Archiv für den Monat Oktober, 2016

Carter, Bedrossian, Haas

Sonntag, 16. Oktober 2016

Soeben direkt live auf SWR 2 das SWR Symphonieorchester, Personal aus dem IRCAM, Mike Svoboda (Posaune), Leitung Alejo Pérez: Schlusskonzert der Donaueschinger Musiktage 2016.

Elliott Carter, „A Symphony of Three Orchestras“. – Eh man sich’s versieht, ist er da, Sankt Peter: in der Widmung des Stücks an Pierre Boulez. Kaum dass man es selber merkt, setzt man sich gerade auf den Stuhl und folgt dem Stück in bewegungsloser Konzentration.

Franck Bedrossian, Twist für Orchester und Elektronik (UA). – „Das Stück springt einen an“, sagt der Moderator. Ich war also gewarnt … und trotzdem fast vom Stuhl gefallen. Pufff, ein doppelter Kinnhaken der Start! Wie die Mothers of Invention in ihren frühen Tagen. Wäre Gail Zappa noch da, sie klagte aus Gründen eines Plagiatsverdachts. Frank aber hätte seine Freude an Franck gehabt: endlich ein gelehriger Schüler und erst noch aus Frankreich. (Sorry für die Kalauerei.)

◆ ◆ ◆

Schriftliche Aufgabe A
Gib jede Zeile der Einträge unten zurück, in der die Zeichenfolge „below“ vorkommt. Groß- und Kleinschreibung ist zu beachten.

◆ ◆ ◆

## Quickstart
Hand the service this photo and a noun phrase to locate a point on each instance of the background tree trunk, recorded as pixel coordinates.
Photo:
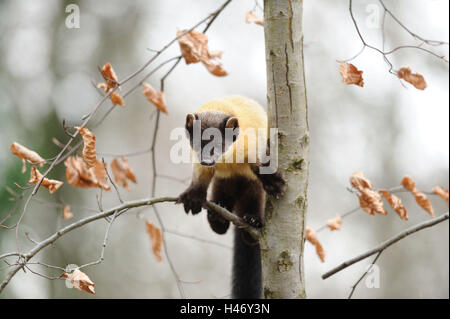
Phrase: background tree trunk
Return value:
(283, 236)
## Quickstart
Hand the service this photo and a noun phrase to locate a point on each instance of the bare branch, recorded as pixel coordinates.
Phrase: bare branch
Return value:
(386, 244)
(25, 258)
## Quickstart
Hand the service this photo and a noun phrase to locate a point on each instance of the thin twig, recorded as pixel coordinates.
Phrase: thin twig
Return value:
(386, 244)
(364, 274)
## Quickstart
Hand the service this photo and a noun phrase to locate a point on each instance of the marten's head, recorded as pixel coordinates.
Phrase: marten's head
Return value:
(211, 134)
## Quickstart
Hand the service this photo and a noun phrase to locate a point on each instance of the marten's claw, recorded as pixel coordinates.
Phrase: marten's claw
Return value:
(192, 200)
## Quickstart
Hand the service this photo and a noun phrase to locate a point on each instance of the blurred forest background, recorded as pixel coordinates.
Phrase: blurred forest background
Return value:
(385, 130)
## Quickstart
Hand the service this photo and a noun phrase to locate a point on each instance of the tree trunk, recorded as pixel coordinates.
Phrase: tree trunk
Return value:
(282, 239)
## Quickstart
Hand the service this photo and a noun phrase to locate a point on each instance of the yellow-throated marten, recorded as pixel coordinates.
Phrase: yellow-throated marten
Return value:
(238, 186)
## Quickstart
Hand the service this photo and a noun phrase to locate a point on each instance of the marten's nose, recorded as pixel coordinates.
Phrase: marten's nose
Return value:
(207, 162)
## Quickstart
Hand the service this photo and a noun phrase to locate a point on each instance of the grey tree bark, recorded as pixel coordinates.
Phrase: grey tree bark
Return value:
(282, 238)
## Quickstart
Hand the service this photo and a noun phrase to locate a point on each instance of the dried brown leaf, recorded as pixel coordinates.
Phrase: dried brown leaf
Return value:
(360, 182)
(215, 68)
(415, 79)
(193, 46)
(51, 184)
(79, 175)
(350, 74)
(442, 193)
(371, 202)
(250, 17)
(67, 214)
(421, 199)
(311, 236)
(408, 183)
(80, 281)
(110, 76)
(396, 204)
(156, 239)
(156, 98)
(26, 154)
(194, 49)
(89, 155)
(335, 223)
(103, 87)
(128, 171)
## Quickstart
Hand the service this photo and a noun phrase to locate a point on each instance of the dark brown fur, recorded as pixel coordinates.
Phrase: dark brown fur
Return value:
(243, 195)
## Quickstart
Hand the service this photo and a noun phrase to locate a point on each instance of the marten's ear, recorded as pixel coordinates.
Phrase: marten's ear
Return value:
(190, 121)
(232, 123)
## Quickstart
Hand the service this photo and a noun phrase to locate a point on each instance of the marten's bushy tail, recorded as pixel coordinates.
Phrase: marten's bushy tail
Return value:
(247, 279)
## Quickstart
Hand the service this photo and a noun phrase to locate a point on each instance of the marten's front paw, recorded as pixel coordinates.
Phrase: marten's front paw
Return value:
(273, 184)
(193, 199)
(253, 220)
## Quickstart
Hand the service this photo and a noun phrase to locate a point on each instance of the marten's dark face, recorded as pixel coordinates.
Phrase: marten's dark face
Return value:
(211, 134)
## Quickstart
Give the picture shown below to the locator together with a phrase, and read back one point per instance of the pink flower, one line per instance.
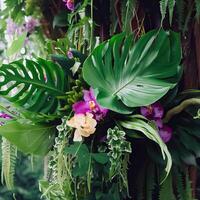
(90, 105)
(30, 24)
(155, 113)
(69, 4)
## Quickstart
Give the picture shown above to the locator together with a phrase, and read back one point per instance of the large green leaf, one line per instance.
(126, 75)
(33, 85)
(34, 139)
(139, 124)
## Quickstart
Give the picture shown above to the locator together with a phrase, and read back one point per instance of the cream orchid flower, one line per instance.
(84, 124)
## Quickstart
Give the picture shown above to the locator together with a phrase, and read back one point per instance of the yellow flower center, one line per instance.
(92, 105)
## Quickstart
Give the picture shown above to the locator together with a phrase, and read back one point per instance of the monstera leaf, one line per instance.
(33, 85)
(126, 75)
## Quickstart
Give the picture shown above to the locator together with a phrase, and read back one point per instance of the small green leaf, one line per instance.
(16, 45)
(101, 158)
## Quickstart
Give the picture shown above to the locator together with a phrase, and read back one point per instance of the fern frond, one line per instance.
(9, 154)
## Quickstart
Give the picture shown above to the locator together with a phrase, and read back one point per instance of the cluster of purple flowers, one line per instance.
(155, 112)
(89, 105)
(29, 26)
(69, 4)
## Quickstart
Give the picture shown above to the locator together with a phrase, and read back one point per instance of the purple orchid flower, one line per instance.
(30, 24)
(155, 112)
(69, 4)
(90, 105)
(4, 116)
(11, 27)
(70, 54)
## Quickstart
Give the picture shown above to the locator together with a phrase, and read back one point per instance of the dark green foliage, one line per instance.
(38, 85)
(26, 180)
(131, 76)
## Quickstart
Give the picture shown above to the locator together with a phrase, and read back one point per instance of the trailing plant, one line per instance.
(96, 114)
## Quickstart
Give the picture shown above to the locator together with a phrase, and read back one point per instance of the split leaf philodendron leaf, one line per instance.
(139, 124)
(34, 139)
(34, 86)
(125, 76)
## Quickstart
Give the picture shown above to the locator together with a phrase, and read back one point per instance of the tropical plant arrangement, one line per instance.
(110, 118)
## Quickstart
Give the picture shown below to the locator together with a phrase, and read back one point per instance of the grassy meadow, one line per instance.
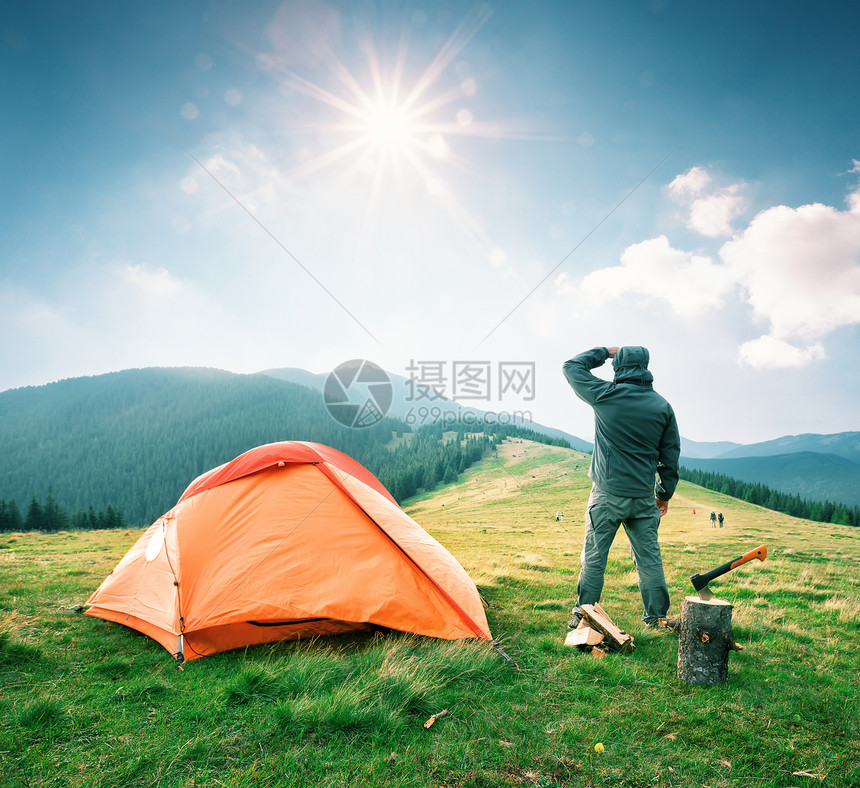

◆ ◆ ◆

Schriftliche Aufgabe B
Beantworte bitte die folgenden Fragen zum Bericht über das Schlusskonzert oben und kennzeichne die Antworten genauso:
(i) Wer hatte die Leitung des Konzerts?
(ii) Wem ist Carters „A Symphony of Three Orchestras“ gewidmet?
(iii) Mit welcher Band vergleicht der Bericht den Start von Bedrossians Stück?

Vollständige Ausgabe A
Give the picture shown below to the locator together with a phrase, and read back one point per instance of the pink flower, one line per instance.
Give the picture shown below to the locator together with a phrase, and read back one point per instance of the grassy meadow, one line per instance.

Vollständige Ausgabe B
(i) Alejo Pérez
(ii) Pierre Boulez
(iii) Mit den Mothers of Invention in ihren frühen Tagen